JASPER COUNTY, S.C. (WSAV) – Several agencies are working together to battle a growing problem in the Lowcountry: overdoses.
That’s the goal of a new task force formed in Jasper County to fight back against drug dealers.
Already this year, eight people have died from overdoses, with five more deaths under investigation. That’s compared to nine all of last year in the county.
“With COVID-19 people home, people have more free time on their hands, people are worried, they are stressed out and of course they turn to their addictions,” said Jasper County Sheriff Chris Malphrus.
His office has teamed up with the Jasper County Coroner’s Office and the Ridgeland and Hardeeville police department to create the drug and crime task force.
“It is a state of emergency to us, at this point, to do all that we can do to get ahead of this as fast as we can,” Malphrus explained.
The emergency? More drugs on the streets and more people dying.
“Heroin, cocaine, crack,” Malphrus listed. “We are dealing with marijuana now that’s laced with Fentanyl and other major drugs that kill instantly.”
Thirty-two times this year, EMTs, police officers and firefighters have used the anti-overdoses drug Narcan to save a patient’s life. Some of those people have overdosed and almost died two — even three or four times.
That’s why stopping the spread of these drugs is “imperative,” according to everyone involved. The task force members will focus on recent drug overdose death investigations, county-wide drug investigations and high visibility proactive policing.
“We are dealing with the same people,” the sheriff said. “We are dealing with the same drug dealers, we are dealing with the same drug house, we are dealing with the same user’s dealers, movers from A to Z.”
Those movers aren’t moving into local neighborhoods. Instead, investigators say they stop along I-95, setting up shop in local hotels and selling to anyone who comes by.
“It is not just our residents, it’s people that are coming here and they can see the drug market in Jasper County as a way to make money, not just jasper but everywhere,” said Malphrus. “To come here and see it’s the interstate and to see they have people stopping and spending the night at extended-stay places here they see it as a market as an opportunity.
“Even though it’s illicit drugs, it’s a way to make money and we want them to know you cannot do that in Jasper County.”
“No criminal has a boundary,” said Hardeeville Police Chief Sam Woodward.

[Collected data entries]
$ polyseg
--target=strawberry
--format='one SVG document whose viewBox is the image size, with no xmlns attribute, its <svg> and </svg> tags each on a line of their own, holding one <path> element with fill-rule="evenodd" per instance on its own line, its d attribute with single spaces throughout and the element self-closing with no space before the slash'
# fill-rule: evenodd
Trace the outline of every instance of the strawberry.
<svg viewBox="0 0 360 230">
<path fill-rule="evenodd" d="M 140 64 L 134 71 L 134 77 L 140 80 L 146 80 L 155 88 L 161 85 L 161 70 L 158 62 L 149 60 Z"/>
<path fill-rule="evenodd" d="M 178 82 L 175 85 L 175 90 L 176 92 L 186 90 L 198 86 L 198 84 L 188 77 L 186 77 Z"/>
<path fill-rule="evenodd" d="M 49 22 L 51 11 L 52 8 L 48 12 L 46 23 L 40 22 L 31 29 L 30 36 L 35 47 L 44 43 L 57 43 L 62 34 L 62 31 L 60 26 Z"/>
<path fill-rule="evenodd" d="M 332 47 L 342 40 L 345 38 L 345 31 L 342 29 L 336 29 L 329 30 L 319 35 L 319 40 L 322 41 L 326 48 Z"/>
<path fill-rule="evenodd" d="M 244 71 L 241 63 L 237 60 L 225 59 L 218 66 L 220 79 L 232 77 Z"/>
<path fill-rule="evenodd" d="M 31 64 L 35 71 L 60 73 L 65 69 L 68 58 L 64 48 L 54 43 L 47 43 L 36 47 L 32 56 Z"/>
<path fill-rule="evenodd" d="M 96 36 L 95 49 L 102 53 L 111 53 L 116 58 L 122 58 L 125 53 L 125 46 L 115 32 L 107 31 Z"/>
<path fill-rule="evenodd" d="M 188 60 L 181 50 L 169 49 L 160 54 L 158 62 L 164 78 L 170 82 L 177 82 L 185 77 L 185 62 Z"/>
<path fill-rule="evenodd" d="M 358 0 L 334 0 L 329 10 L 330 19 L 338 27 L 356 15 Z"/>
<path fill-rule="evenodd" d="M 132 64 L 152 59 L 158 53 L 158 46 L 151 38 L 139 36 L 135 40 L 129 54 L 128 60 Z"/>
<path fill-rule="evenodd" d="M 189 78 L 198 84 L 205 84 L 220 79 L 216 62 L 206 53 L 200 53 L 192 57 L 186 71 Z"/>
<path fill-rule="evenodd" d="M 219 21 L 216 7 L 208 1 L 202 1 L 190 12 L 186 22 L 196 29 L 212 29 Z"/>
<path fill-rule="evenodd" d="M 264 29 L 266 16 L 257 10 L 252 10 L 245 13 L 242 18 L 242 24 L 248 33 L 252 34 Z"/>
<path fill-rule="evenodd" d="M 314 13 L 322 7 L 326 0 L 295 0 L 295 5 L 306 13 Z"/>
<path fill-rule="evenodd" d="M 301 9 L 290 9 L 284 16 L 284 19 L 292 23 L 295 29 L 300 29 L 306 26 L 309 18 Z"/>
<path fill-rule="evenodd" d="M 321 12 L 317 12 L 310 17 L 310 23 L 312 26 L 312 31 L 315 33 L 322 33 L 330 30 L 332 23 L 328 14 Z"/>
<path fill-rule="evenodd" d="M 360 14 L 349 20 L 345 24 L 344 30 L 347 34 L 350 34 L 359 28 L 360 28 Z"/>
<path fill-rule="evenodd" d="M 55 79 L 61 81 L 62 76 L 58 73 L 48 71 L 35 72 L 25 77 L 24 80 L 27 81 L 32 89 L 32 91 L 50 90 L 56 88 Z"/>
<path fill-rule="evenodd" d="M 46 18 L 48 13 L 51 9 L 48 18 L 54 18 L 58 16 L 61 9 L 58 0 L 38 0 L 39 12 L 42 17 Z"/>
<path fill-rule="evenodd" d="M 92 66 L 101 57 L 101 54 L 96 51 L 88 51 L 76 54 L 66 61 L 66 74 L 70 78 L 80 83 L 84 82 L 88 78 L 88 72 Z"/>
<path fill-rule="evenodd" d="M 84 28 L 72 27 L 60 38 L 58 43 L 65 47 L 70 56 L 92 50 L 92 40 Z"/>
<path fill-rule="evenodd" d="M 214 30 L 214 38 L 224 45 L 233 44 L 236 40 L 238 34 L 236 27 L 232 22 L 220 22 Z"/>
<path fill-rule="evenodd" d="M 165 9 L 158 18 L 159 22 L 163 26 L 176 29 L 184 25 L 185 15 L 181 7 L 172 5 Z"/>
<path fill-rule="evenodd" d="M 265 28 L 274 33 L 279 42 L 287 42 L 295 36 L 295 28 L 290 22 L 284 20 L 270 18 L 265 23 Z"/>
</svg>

» **PROMPT 1**
List the areas the task force members will focus on, according to the article about the Jasper County overdose task force.
» **PROMPT 2**
Carry on the article about the Jasper County overdose task force, starting after its final sentence.
None of the data is needed here.

» **RESPONSE AREA 1**
- Recent drug overdose death investigations
- County-wide drug investigations
- High visibility proactive policing

» **RESPONSE AREA 2**
“It doesn’t stop at the city limits of Hardeeville,” he said. “It doesn’t stop at the county line of Jasper County.”
“It is a statewide epidemic just like this COIVD-19,” Woodward added. “It’s something we need to get our fingers and hands-on and try to combat as quickly as possible.”
Combatting this spread of drug and drug users isn’t easy with the small staff in the cities and county departments.
“It takes several hundred man-hours to investigate one drug house, one drug dealer to identify,” said Malphrus. “By the time we take that one particular person down, that particular residential business down, it’s replaced by 10.”
That’s why the agencies will work as a team, sharing information, using each other’s resources to benefit everyone in Jasper County and take down the criminals responsible.
“We are going to be doing assertive policing, aggressive policing, and we are going to let people know we are not going to put up with it in Jasper County,” said a defiant Malphrus. “Your choice is to go to jail or move elsewhere.”
“Listen the last thing we want to do is have to arrest people but again we are going to let them know we are coming and you have one of two choices,” said Woodward. “Either stop what you are doing or move somewhere else.”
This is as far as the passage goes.